[Data excerpted from a collection]

"""

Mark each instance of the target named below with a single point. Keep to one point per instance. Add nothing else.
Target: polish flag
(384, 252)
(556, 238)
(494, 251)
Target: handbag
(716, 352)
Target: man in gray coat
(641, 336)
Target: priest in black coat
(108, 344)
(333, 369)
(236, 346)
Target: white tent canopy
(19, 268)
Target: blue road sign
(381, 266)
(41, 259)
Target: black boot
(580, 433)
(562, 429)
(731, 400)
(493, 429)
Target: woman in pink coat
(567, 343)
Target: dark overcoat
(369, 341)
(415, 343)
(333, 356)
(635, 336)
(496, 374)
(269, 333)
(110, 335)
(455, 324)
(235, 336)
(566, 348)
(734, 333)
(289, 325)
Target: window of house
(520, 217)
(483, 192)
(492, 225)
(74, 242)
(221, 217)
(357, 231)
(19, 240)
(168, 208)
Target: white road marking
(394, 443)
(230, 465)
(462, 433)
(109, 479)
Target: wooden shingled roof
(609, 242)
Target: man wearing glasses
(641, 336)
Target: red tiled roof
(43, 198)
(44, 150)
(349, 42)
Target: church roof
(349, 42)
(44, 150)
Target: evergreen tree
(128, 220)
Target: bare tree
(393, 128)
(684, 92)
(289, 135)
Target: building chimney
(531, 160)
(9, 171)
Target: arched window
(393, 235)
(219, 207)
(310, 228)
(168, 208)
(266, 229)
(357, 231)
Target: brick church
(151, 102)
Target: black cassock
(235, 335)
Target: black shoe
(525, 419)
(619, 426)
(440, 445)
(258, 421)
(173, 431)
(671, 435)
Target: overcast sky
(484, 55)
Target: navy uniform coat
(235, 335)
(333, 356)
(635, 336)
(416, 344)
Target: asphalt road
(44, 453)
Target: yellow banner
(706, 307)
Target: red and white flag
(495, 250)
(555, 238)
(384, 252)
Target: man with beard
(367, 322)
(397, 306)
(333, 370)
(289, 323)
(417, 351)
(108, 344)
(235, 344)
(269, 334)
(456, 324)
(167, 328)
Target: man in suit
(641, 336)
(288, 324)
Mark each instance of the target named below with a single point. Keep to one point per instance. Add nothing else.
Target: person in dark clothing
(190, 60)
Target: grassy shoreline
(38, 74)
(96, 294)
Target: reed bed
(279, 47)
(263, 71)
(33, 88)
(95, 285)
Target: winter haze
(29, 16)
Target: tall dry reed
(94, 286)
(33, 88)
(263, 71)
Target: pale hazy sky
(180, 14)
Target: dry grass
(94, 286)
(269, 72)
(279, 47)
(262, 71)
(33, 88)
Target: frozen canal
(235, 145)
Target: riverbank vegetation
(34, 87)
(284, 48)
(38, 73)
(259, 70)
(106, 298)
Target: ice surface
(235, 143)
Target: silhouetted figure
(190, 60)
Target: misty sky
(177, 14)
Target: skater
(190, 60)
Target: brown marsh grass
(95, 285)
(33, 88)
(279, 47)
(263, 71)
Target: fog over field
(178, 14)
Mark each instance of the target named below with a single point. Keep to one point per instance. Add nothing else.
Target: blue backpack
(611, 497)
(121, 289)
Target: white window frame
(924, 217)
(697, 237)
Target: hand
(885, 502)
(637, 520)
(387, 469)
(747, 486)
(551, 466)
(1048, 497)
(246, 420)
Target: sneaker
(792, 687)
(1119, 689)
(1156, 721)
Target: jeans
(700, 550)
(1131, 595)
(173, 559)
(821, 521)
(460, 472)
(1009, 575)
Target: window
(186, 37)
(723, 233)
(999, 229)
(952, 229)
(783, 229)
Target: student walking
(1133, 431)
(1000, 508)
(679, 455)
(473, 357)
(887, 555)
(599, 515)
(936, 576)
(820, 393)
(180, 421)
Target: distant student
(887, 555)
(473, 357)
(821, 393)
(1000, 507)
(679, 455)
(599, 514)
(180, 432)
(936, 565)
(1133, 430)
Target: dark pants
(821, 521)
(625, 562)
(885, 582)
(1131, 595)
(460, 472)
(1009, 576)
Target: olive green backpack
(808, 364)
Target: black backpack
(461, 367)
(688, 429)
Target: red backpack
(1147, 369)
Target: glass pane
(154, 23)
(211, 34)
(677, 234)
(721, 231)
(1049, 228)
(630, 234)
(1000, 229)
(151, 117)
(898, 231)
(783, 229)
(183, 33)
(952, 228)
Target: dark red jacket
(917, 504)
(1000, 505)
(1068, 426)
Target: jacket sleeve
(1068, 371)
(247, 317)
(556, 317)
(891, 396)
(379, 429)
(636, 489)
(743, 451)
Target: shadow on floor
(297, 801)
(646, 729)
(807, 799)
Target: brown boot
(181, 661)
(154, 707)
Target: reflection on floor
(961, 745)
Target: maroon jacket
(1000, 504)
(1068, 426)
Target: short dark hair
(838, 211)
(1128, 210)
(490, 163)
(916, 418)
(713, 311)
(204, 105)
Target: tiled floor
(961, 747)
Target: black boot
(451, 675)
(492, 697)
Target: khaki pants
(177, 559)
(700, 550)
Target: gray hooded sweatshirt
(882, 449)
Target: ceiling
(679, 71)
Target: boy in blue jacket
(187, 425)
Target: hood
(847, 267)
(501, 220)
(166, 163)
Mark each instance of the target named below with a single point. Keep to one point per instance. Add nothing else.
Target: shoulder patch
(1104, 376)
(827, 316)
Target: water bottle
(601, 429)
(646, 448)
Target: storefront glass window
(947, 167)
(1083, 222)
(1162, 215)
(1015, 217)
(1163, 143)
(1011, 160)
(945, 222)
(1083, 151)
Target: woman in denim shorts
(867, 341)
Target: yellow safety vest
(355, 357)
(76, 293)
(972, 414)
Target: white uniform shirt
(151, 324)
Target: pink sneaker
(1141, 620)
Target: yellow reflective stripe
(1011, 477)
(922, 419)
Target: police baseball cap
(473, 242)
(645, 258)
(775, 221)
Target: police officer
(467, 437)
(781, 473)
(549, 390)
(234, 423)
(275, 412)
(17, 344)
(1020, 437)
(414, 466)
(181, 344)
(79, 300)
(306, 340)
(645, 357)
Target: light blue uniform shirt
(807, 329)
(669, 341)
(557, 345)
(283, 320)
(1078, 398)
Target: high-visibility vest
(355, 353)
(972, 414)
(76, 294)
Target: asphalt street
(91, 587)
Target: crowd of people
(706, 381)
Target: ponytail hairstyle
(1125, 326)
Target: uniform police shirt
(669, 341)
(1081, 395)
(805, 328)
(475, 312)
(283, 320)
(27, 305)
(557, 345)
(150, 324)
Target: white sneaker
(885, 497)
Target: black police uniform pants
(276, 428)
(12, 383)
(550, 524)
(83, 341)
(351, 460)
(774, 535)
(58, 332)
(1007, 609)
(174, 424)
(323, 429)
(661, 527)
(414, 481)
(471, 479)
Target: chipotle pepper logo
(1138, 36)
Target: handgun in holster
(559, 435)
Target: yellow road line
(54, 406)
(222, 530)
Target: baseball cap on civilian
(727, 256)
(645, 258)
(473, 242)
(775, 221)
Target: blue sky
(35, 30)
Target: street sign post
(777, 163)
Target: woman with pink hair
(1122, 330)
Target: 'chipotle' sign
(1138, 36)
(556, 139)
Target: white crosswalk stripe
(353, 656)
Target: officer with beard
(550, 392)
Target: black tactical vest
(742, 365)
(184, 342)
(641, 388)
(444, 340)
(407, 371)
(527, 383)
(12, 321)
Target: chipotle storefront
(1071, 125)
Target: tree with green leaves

"""

_Objective_
Copy the data above line for line, leaving every character unchanged.

_Solution to this task_
Mark each instance of the target named below with a single point. Keep to one point per instance. Add nothing else.
Target: polish flag
(384, 252)
(556, 238)
(494, 251)
Target: handbag
(716, 352)
Target: man in gray coat
(641, 336)
Target: priest in black coat
(108, 344)
(333, 369)
(236, 346)
Target: white tent canopy
(19, 268)
Target: blue road sign
(381, 266)
(41, 259)
Target: black boot
(580, 433)
(562, 429)
(731, 400)
(493, 429)
Target: woman in pink coat
(567, 343)
Target: dark overcoat
(369, 341)
(415, 343)
(333, 356)
(635, 336)
(496, 374)
(269, 333)
(110, 335)
(455, 324)
(235, 336)
(566, 348)
(734, 333)
(289, 325)
Target: window of house
(520, 217)
(483, 192)
(492, 225)
(74, 242)
(221, 217)
(357, 231)
(19, 240)
(168, 208)
Target: white road marking
(394, 443)
(230, 465)
(462, 433)
(109, 479)
Target: wooden shingled roof
(609, 242)
Target: man wearing glasses
(641, 336)
Target: red tiled roof
(43, 198)
(44, 150)
(349, 42)
Target: church roof
(349, 42)
(44, 150)
Target: evergreen tree
(128, 220)
Target: bare tree
(393, 128)
(684, 92)
(289, 135)
Target: building chimney
(531, 160)
(9, 171)
Target: arched window
(393, 235)
(219, 207)
(310, 228)
(168, 208)
(266, 229)
(357, 231)
Target: brick church
(151, 102)
Target: black cassock
(235, 335)
Target: black shoe
(525, 419)
(619, 426)
(440, 445)
(258, 421)
(173, 431)
(671, 435)
Target: overcast sky
(484, 55)
Target: navy uniform coat
(235, 335)
(333, 356)
(635, 336)
(416, 344)
Target: asphalt road
(44, 453)
Target: yellow banner
(706, 307)
Target: red and white flag
(495, 250)
(555, 238)
(384, 252)
Target: man with beard
(367, 322)
(397, 306)
(333, 370)
(289, 323)
(417, 351)
(108, 344)
(235, 344)
(269, 334)
(456, 324)
(167, 328)
Target: man in suit
(641, 336)
(288, 324)
Mark each instance of the target named below with a single point. Keep to one point per instance. Add nothing else.
Target: person in dark clothing
(190, 60)
Target: grassy shoreline
(38, 74)
(96, 294)
Target: reed bed
(279, 47)
(263, 71)
(33, 88)
(95, 285)
Target: winter haze
(29, 16)
Target: tall dry reed
(94, 286)
(33, 88)
(263, 71)
Target: pale hazy sky
(180, 14)
Target: dry grass
(94, 286)
(269, 72)
(279, 47)
(262, 71)
(33, 88)
Target: frozen canal
(235, 145)
Target: riverbank vegetation
(34, 87)
(284, 48)
(38, 73)
(259, 70)
(106, 298)
Target: ice surface
(235, 143)
Target: silhouetted figure
(190, 60)
Target: misty sky
(177, 14)
Target: skater
(190, 60)
Target: brown marsh grass
(95, 285)
(33, 88)
(279, 47)
(263, 71)
Target: fog over field
(178, 14)
Mark each instance of the target named below with a single point. Keep to one point per instance. Add nothing else.
Target: blue backpack
(611, 497)
(121, 289)
Target: white window frame
(924, 217)
(697, 237)
Target: hand
(885, 502)
(637, 520)
(387, 469)
(747, 486)
(551, 466)
(1048, 497)
(246, 420)
Target: sneaker
(792, 687)
(1119, 689)
(1156, 721)
Target: jeans
(700, 550)
(1131, 595)
(173, 559)
(821, 521)
(460, 472)
(1009, 575)
Target: window
(186, 37)
(723, 233)
(999, 229)
(952, 229)
(783, 229)
Target: student walking
(1133, 431)
(1000, 508)
(679, 455)
(473, 357)
(887, 555)
(599, 515)
(936, 576)
(820, 393)
(180, 421)
Target: distant student
(887, 555)
(473, 357)
(821, 393)
(1000, 507)
(679, 455)
(599, 514)
(180, 432)
(936, 565)
(1133, 430)
Target: dark pants
(821, 521)
(625, 562)
(885, 582)
(1131, 595)
(460, 472)
(1009, 576)
Target: olive green backpack
(808, 364)
Target: black backpack
(461, 367)
(688, 429)
Target: red backpack
(1147, 369)
Target: glass pane
(154, 23)
(211, 34)
(677, 234)
(721, 231)
(1049, 228)
(630, 234)
(1000, 229)
(151, 117)
(898, 231)
(783, 229)
(183, 33)
(952, 228)
Target: dark red jacket
(917, 504)
(1000, 505)
(1068, 426)
Target: jacket sleeve
(1068, 371)
(247, 317)
(556, 317)
(891, 396)
(379, 429)
(636, 489)
(743, 451)
Target: shadow on floor
(297, 801)
(646, 729)
(807, 799)
Target: brown boot
(181, 661)
(154, 707)
Target: reflection on floor
(961, 745)
Target: maroon jacket
(1000, 504)
(1068, 426)
Target: short dark hair
(838, 211)
(1128, 210)
(490, 163)
(916, 418)
(713, 311)
(204, 105)
Target: tiled floor
(961, 747)
Target: black boot
(451, 675)
(492, 697)
Target: khaki pants
(177, 559)
(700, 550)
Target: gray hooded sweatshirt
(882, 449)
Target: ceiling
(679, 71)
Target: boy in blue jacket
(187, 425)
Target: hood
(847, 267)
(501, 220)
(166, 163)
Mark each instance of the target named below with a single point. Keep to one point per instance. Add nothing else.
Target: shoulder patch
(1104, 376)
(827, 316)
Target: water bottle
(601, 429)
(646, 448)
Target: storefront glass window
(947, 167)
(1083, 222)
(1162, 215)
(1015, 217)
(1163, 143)
(1011, 160)
(945, 222)
(1083, 151)
Target: woman in denim shorts
(867, 341)
Target: yellow safety vest
(355, 357)
(76, 293)
(972, 414)
Target: white uniform shirt
(151, 324)
Target: pink sneaker
(1141, 620)
Target: yellow reflective stripe
(1011, 477)
(922, 419)
Target: police baseball cap
(473, 242)
(645, 258)
(775, 221)
Target: police officer
(467, 437)
(781, 473)
(549, 390)
(234, 423)
(275, 412)
(17, 344)
(1020, 437)
(414, 466)
(181, 344)
(79, 300)
(306, 340)
(645, 357)
Target: light blue uniform shirt
(807, 329)
(669, 341)
(557, 345)
(283, 320)
(1078, 398)
Target: high-visibility vest
(355, 353)
(972, 414)
(76, 294)
Target: asphalt street
(91, 587)
Target: crowd of people
(706, 381)
Target: ponytail hairstyle
(1125, 326)
Target: uniform police shirt
(669, 341)
(1081, 395)
(805, 328)
(475, 312)
(283, 320)
(27, 305)
(557, 345)
(150, 324)
Target: white sneaker
(885, 497)
Target: black police uniform pants
(276, 428)
(12, 383)
(550, 524)
(83, 341)
(351, 460)
(774, 535)
(58, 332)
(1007, 609)
(174, 424)
(323, 429)
(661, 527)
(414, 481)
(471, 479)
Target: chipotle pepper logo
(1138, 36)
Target: handgun in holster
(559, 435)
Target: yellow road line
(54, 406)
(222, 530)
Target: baseball cap on civilian
(727, 256)
(645, 258)
(473, 242)
(775, 221)
Target: blue sky
(35, 30)
Target: street sign post
(777, 163)
Target: woman with pink hair
(1122, 330)
Target: 'chipotle' sign
(1138, 36)
(556, 139)
Target: white crosswalk stripe
(353, 656)
Target: officer with beard
(550, 392)
Target: black tactical vest
(742, 365)
(184, 342)
(641, 388)
(444, 340)
(407, 371)
(527, 383)
(12, 321)
Target: chipotle storefront
(1071, 125)
Target: tree with green leaves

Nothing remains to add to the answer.